◆ **DIRECTIVE**: Quote all lines below exactly. Images stay out.

◆ **RECORDS FOR THIS TASK**:
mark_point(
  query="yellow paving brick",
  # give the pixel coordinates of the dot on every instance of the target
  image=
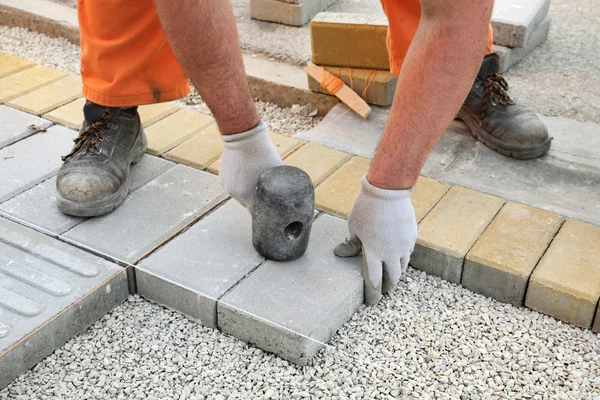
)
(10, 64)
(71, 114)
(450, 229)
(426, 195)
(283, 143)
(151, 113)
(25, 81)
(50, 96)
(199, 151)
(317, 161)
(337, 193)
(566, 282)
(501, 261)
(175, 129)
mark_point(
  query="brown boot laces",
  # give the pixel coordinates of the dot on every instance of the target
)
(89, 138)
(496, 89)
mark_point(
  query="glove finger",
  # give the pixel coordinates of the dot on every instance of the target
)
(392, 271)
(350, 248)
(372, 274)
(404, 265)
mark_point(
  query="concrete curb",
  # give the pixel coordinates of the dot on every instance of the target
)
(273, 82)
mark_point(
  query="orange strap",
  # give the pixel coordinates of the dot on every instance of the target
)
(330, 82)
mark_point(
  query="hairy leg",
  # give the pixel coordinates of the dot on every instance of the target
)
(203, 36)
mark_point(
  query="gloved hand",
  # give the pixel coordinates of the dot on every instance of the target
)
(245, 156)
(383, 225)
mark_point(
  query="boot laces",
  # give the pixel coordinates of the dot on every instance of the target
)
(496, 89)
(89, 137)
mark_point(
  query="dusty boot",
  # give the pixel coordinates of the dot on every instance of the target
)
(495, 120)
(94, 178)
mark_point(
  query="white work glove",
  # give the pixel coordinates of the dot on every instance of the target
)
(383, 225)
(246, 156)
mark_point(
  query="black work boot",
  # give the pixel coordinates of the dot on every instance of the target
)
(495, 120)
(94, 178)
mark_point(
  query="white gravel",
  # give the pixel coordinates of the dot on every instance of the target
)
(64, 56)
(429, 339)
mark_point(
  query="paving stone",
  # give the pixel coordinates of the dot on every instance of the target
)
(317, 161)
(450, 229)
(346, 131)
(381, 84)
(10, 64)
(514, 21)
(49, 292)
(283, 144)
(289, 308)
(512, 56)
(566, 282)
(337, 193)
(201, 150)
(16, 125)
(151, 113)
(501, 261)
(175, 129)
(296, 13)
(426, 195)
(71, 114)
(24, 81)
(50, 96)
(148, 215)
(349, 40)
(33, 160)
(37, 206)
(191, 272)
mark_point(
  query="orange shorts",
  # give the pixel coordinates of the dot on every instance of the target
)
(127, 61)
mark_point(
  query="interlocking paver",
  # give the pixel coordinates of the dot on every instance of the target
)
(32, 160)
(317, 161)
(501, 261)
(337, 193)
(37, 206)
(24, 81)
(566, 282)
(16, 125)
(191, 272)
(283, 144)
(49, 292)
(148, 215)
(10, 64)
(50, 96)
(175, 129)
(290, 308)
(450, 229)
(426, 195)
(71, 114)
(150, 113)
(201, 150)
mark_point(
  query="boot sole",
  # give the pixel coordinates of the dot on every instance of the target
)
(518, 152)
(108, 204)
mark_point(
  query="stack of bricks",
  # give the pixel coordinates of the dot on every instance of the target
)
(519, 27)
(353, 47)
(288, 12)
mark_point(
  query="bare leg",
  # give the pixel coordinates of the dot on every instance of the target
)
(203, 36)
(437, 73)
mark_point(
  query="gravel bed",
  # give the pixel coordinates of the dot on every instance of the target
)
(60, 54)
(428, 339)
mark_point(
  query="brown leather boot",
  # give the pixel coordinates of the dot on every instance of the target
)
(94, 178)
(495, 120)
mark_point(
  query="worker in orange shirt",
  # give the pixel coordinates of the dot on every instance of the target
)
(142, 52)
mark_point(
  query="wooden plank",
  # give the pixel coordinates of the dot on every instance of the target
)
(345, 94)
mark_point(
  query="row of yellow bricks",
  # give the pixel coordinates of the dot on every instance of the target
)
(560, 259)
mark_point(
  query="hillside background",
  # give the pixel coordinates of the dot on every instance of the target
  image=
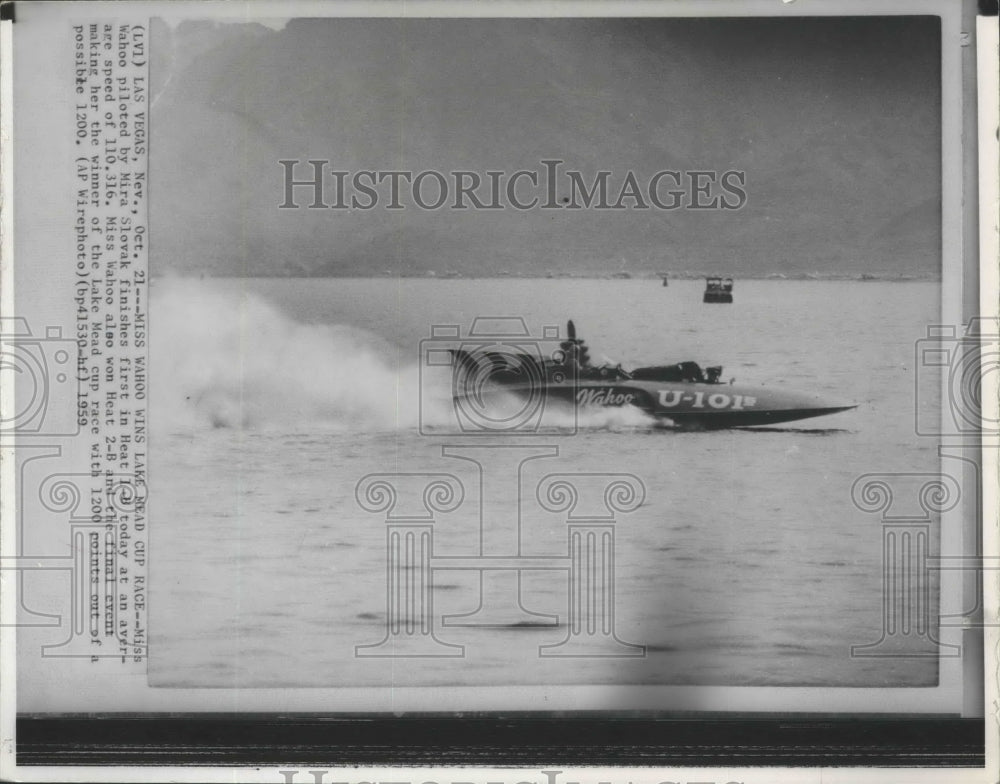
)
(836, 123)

◆ **EXERCISE ANSWER**:
mark_point(
  query="yellow paving brick",
  # give the pixel coordinates of the dot on every instance of the target
  image=
)
(10, 64)
(71, 114)
(450, 229)
(426, 195)
(283, 143)
(151, 113)
(25, 81)
(50, 96)
(199, 151)
(317, 161)
(337, 193)
(566, 282)
(501, 261)
(175, 129)
mark_point(
  query="brown boot laces",
  # give the pixel coordinates of the dot on every instance of the target
)
(89, 138)
(496, 89)
mark_point(
  query="glove finger",
  # give the pixel coordinates of the dot on every instance of the target
)
(392, 271)
(350, 248)
(372, 274)
(404, 265)
mark_point(
  query="concrete curb",
  # give the pixel coordinates of the dot on every instance of the target
)
(273, 82)
mark_point(
  query="orange strap",
  # give the pixel coordinates of the dot on every instance of the target
)
(330, 82)
mark_point(
  query="hairy leg",
  # give the pixel coordinates of the dot on every instance of the target
)
(203, 36)
mark_point(
  query="gloved hand",
  # give the pixel coordinates of the dot on every instance of the target
)
(245, 156)
(383, 225)
mark_point(
  query="boot laces",
  # give the pixel coordinates of the dot on every instance of the target
)
(496, 89)
(89, 137)
mark_point(
  query="dusty boot",
  # give the pixel coordinates of the dot on every instance of the target
)
(495, 120)
(94, 178)
mark_point(
  query="white work glove",
  # give the pixel coordinates of the dot on every instance of the target
)
(383, 225)
(246, 156)
mark_point(
  query="black work boot",
  # give the pixel coordinates of the dot on every instance of the target
)
(495, 120)
(94, 178)
mark_point(
  query="white gravel",
  # give the pixel coordinates of the dot on every instance of the target
)
(64, 56)
(429, 339)
mark_point(
  query="paving stone",
  # give the pixel coordinates of the dot on every instance of the target
)
(317, 161)
(450, 229)
(346, 131)
(381, 84)
(10, 64)
(514, 21)
(49, 292)
(283, 144)
(289, 308)
(512, 56)
(566, 282)
(337, 193)
(201, 150)
(16, 125)
(151, 113)
(501, 261)
(175, 129)
(296, 13)
(426, 195)
(71, 114)
(24, 81)
(50, 96)
(148, 215)
(349, 40)
(33, 160)
(37, 206)
(191, 272)
mark_point(
  query="orange shorts",
  # give the pixel coordinates of the dot on every instance of the target
)
(127, 61)
mark_point(
  query="interlocking paver",
  # give the pixel coordinates of the dot on every instance of the target
)
(32, 160)
(317, 161)
(501, 261)
(337, 193)
(37, 206)
(24, 81)
(566, 282)
(16, 125)
(191, 272)
(283, 144)
(49, 292)
(148, 215)
(10, 64)
(50, 96)
(175, 129)
(290, 308)
(450, 229)
(426, 195)
(71, 114)
(150, 113)
(201, 150)
mark_point(
  query="boot sole",
  # give the pixel coordinates of the dot on every instance of the target
)
(518, 152)
(108, 204)
mark_point(
  query="stack of bricks",
  # give the pixel coordinates of the dot on every instance of the target
)
(519, 27)
(353, 47)
(288, 12)
mark_point(
  query="bare leg",
  # give the pixel coordinates of the dot on every instance of the target
)
(203, 36)
(437, 73)
mark_point(
  query="gravel bed",
  # give the pixel coordinates of the dot on every instance of the target
)
(60, 54)
(428, 339)
mark_point(
  query="brown leather boot",
  # give the pixel coordinates of the dot on every instance of the target
)
(94, 178)
(495, 120)
mark_point(
  query="worker in orange shirt",
  # give the pixel coordinates of the dot on every instance of the target
)
(142, 52)
mark_point(
  query="wooden plank",
  # give the pixel coordinates of the dot on every instance of the target
)
(345, 94)
mark_point(
  query="row of yellow bricks",
  # give the pixel coordinates of the dot on every instance of the target
)
(560, 259)
mark_point(
  query="hillside background",
  # give the pixel coordinates of the dot on every instance of the target
  image=
)
(836, 123)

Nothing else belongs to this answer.